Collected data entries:
====
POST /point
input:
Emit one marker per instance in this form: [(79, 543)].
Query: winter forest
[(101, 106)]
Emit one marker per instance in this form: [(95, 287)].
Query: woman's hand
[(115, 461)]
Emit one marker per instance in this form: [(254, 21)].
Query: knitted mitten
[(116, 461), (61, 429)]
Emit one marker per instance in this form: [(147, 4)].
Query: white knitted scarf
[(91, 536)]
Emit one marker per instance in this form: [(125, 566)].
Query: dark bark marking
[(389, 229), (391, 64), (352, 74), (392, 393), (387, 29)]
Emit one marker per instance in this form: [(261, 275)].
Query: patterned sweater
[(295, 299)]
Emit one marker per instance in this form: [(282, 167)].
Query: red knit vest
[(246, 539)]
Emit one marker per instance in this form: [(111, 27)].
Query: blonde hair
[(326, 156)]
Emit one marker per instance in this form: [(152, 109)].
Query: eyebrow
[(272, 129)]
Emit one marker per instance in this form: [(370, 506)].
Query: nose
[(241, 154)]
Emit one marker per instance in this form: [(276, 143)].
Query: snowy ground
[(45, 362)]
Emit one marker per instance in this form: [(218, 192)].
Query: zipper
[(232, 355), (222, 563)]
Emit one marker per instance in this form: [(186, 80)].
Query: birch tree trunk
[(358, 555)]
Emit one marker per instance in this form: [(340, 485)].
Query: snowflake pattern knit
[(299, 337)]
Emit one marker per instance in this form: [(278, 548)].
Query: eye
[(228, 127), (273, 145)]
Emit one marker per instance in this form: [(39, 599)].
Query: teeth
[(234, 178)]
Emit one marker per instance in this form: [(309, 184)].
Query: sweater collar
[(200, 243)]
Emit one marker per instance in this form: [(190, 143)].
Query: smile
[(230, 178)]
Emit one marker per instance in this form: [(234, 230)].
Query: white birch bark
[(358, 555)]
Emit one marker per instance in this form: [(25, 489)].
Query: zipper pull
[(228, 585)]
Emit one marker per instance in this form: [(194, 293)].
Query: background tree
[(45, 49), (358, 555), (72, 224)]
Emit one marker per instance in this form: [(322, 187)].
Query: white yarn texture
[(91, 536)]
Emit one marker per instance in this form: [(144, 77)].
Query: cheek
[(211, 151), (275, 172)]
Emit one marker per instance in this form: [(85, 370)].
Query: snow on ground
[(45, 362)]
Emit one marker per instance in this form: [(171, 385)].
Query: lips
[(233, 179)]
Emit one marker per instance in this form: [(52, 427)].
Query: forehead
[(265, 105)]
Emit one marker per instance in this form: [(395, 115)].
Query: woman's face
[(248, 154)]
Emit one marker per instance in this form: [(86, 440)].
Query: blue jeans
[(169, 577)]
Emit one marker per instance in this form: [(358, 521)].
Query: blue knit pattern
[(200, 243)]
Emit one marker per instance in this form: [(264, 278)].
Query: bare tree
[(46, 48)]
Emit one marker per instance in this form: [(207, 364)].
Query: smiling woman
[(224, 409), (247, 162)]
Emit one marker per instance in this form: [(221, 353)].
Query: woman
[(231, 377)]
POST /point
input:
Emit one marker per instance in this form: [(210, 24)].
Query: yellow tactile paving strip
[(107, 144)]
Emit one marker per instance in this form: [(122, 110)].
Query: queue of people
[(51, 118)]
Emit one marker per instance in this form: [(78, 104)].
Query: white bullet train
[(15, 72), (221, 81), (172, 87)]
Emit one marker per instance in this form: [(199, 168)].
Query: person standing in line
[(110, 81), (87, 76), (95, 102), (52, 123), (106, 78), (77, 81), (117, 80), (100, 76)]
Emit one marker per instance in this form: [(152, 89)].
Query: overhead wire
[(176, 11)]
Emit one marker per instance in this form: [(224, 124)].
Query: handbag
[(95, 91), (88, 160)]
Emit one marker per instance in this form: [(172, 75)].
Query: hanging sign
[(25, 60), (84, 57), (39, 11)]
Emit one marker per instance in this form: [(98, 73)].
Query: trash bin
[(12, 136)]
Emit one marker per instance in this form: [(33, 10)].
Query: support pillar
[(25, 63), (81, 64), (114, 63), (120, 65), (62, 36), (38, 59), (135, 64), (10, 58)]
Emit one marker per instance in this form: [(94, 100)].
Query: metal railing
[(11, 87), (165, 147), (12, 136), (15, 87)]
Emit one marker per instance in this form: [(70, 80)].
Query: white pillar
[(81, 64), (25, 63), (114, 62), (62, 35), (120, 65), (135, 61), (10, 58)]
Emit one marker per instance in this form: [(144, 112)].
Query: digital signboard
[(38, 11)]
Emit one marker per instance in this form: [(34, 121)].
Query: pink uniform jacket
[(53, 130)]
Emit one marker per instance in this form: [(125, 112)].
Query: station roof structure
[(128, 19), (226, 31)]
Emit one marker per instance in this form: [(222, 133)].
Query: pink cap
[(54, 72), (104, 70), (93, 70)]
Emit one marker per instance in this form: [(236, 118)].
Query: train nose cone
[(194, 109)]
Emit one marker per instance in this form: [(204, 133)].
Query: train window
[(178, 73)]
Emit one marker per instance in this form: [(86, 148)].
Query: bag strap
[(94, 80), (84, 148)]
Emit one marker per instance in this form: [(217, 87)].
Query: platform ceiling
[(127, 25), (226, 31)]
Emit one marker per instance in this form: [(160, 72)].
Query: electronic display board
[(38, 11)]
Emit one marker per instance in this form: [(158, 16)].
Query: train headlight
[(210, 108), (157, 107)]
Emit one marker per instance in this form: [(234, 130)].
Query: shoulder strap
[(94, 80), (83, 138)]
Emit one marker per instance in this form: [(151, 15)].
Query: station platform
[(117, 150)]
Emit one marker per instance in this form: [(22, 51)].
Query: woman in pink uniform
====
• [The problem]: Please rewrite all of the lines above, swapping "marker" for "dot" wherever it occurs and keeping everything else as it is.

• [Solution for this exercise]:
POST /point
input:
Emit one dot per instance in this form: [(79, 543)].
Query: winter forest
[(101, 106)]
Emit one dot per instance in this form: [(95, 287)].
Query: woman's hand
[(115, 461)]
Emit one dot per instance in this form: [(254, 21)].
Query: knitted mitten
[(116, 461), (61, 429)]
Emit one dot per instance in this form: [(147, 4)].
Query: white knitted scarf
[(91, 536)]
Emit one dot per instance in this form: [(125, 566)].
Query: dark bark marking
[(389, 229), (391, 64), (352, 74), (392, 393), (387, 29)]
Emit one dot per instance in this form: [(261, 275)].
Query: patterned sweater
[(295, 299)]
Emit one dot per instance in this form: [(282, 167)].
Query: red knit vest
[(246, 539)]
Emit one dot per instance in this form: [(111, 27)].
Query: blonde hair
[(326, 156)]
Emit one dot per instance in this form: [(152, 109)].
Query: eyebrow
[(272, 129)]
Emit one dot per instance in this form: [(370, 506)].
Query: nose
[(241, 154)]
Emit one dot per instance in this form: [(276, 143)].
Query: snowy ground
[(45, 362)]
Emit one dot per instance in this form: [(218, 192)].
Query: zipper
[(232, 355), (222, 563)]
Emit one dot per instance in this form: [(186, 80)].
Query: birch tree trunk
[(358, 555)]
Emit one dot per instance in this form: [(340, 485)].
Query: snowflake pattern knit
[(299, 337)]
Emit one dot per instance in this form: [(278, 548)].
Query: eye
[(228, 127), (273, 145)]
Emit one dot per instance in this form: [(39, 599)].
Query: teeth
[(234, 178)]
Emit one dot per instance in this form: [(309, 184)].
Query: sweater collar
[(200, 243)]
Emit one dot per instance in this form: [(190, 143)].
Query: smile
[(230, 178)]
Emit one dot per instance in this form: [(234, 230)].
Query: white birch bark
[(358, 555)]
Emit one dot per instance in this form: [(25, 489)].
Query: zipper pull
[(228, 585)]
Emit one dot per instance in this form: [(194, 293)].
Query: background tree
[(45, 49), (358, 555), (72, 224)]
Emit one dot per instance in this form: [(322, 187)].
Query: white yarn texture
[(91, 536)]
Emit one dot per instance in this form: [(144, 77)].
Query: cheek
[(211, 151), (275, 172)]
Emit one dot per instance in this form: [(85, 370)].
Query: snow on ground
[(45, 362)]
Emit one dot per instance in this form: [(171, 385)].
Query: lips
[(233, 179)]
Emit one dot per instance in this form: [(52, 427)].
Query: forehead
[(265, 105)]
Emit one dot per instance in this form: [(395, 115)].
Query: woman's face
[(248, 154)]
Emit one dot per instance in this form: [(86, 440)].
Query: blue jeans
[(169, 577)]
Emit one dot per instance in this form: [(358, 521)].
Query: blue knit pattern
[(200, 243)]
Emit one dot per instance in this form: [(264, 278)].
Query: bare tree
[(46, 48)]
Emit one dot per instance in this form: [(207, 364)].
Query: smiling woman
[(224, 409), (247, 162)]
Emit one dot per instance in this form: [(221, 353)].
Query: woman
[(231, 377)]
POST /point
input:
Emit one dot per instance in this form: [(210, 24)].
Query: yellow tactile paving strip
[(107, 144)]
Emit one dot per instance in this form: [(122, 110)].
Query: queue of people
[(51, 118)]
Emit one dot per instance in this form: [(78, 104)].
Query: white bullet train
[(15, 72), (221, 81), (172, 87)]
Emit one dot per instance in this form: [(199, 168)].
Query: person standing in line
[(110, 81), (87, 76), (95, 102), (52, 123), (106, 78), (77, 81), (117, 80), (100, 76)]
Emit one dot per instance in this form: [(152, 89)].
Query: overhead wire
[(176, 11)]
Emit one dot per instance in this form: [(224, 124)].
Query: handbag
[(95, 91), (88, 160)]
Emit one dot per instance in this form: [(172, 75)].
Query: hanging sign
[(25, 60), (84, 57), (39, 11)]
Emit one dot per instance in this form: [(98, 73)].
Query: trash bin
[(12, 136)]
Emit one dot per instance in this form: [(33, 10)].
Query: support pillar
[(25, 63), (81, 64), (114, 63), (120, 65), (62, 36), (38, 59), (135, 64), (10, 58)]
Emit one dot per instance in this form: [(94, 100)].
Query: metal railing
[(11, 87), (165, 147), (12, 136), (15, 87)]
Emit one dot per instance in this form: [(70, 80)].
Query: white pillar
[(81, 64), (25, 63), (114, 62), (62, 35), (120, 65), (135, 61), (10, 58)]
Emit one dot per instance in this form: [(144, 112)].
Query: digital signboard
[(38, 11)]
Emit one dot per instance in this form: [(34, 121)].
Query: pink uniform jacket
[(53, 130)]
Emit one dot per instance in this form: [(125, 112)].
Query: station roof structure
[(128, 19), (226, 31)]
Emit one dot per instance in this form: [(222, 133)].
Query: pink cap
[(54, 72), (104, 70), (93, 70)]
Emit one dot per instance in this form: [(236, 118)].
Query: train nose cone
[(194, 109)]
Emit one dot per instance in this form: [(204, 133)].
Query: train window
[(178, 73)]
Emit one dot per instance in this form: [(86, 148)].
Query: bag strap
[(94, 80), (84, 148)]
Emit one dot per instance in this form: [(217, 87)].
Query: platform ceiling
[(127, 25), (226, 31)]
Emit one dot per instance in this form: [(160, 72)].
Query: electronic display board
[(38, 11)]
Emit one dot per instance in this form: [(158, 16)].
Query: train headlight
[(210, 108), (157, 107)]
Emit one dot per instance in this form: [(234, 130)].
Query: shoulder strap
[(94, 80), (83, 138)]
Emit one dot per instance in this form: [(151, 15)].
Query: station platform
[(117, 150)]
Emit one dot per instance in this form: [(22, 51)].
Query: woman in pink uniform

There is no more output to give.